(Material from a data source)
::::::::
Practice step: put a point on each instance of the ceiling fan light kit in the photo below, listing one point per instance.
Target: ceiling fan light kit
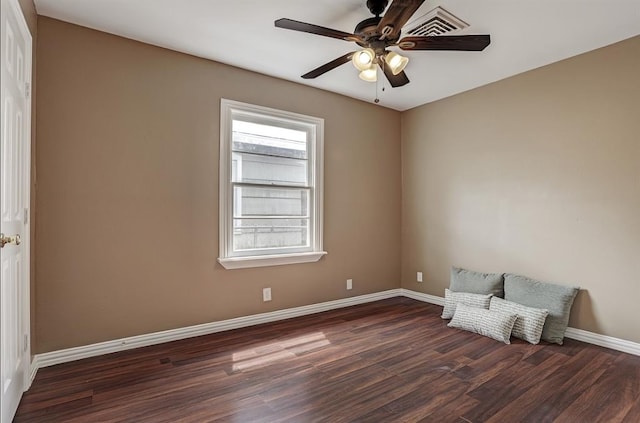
(376, 34)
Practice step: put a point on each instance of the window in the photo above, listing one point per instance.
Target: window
(270, 186)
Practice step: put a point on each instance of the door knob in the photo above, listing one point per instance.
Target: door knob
(15, 240)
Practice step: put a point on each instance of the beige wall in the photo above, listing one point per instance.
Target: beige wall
(128, 191)
(538, 174)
::::::::
Work to do =
Reproduce every line of the material above word for word, leaving out the pictures.

Complete output =
Practice step: put a point on each instance of the ceiling fan light kit in the photo below, listing one point per instance.
Target: ceiling fan light kit
(376, 34)
Practice step: put a point on each instance of the window in the photo above, listing one point per instance.
Target: window
(270, 186)
Practice step: put a point on each instance of the door knob in the photo above, listing one point per instance.
Target: door knob
(15, 240)
Practice step: put a point on each instance of the beige wall in the photo above, listing one point per instance.
Target: beige wall
(128, 191)
(538, 174)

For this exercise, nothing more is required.